EXERCISE — Copy out, from the data below, each line in which the word "such" occurs.

PROVIDED RECORDS —
____________

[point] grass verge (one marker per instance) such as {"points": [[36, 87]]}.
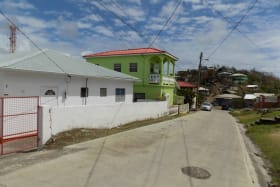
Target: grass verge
{"points": [[266, 137], [74, 136]]}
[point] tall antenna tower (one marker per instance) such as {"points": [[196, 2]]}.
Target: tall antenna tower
{"points": [[12, 38]]}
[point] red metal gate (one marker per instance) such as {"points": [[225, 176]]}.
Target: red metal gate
{"points": [[18, 124]]}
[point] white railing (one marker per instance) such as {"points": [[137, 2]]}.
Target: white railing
{"points": [[168, 80], [154, 78]]}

____________

RESPONSE AREA —
[point] grass verge (one marker per instance) such as {"points": [[36, 87]]}.
[point] tall antenna tower (one marker per instance) such as {"points": [[196, 2]]}.
[point] red metal gate (one marker per instance) such as {"points": [[225, 176]]}.
[point] white railing (one marker per instance) such as {"points": [[137, 2]]}.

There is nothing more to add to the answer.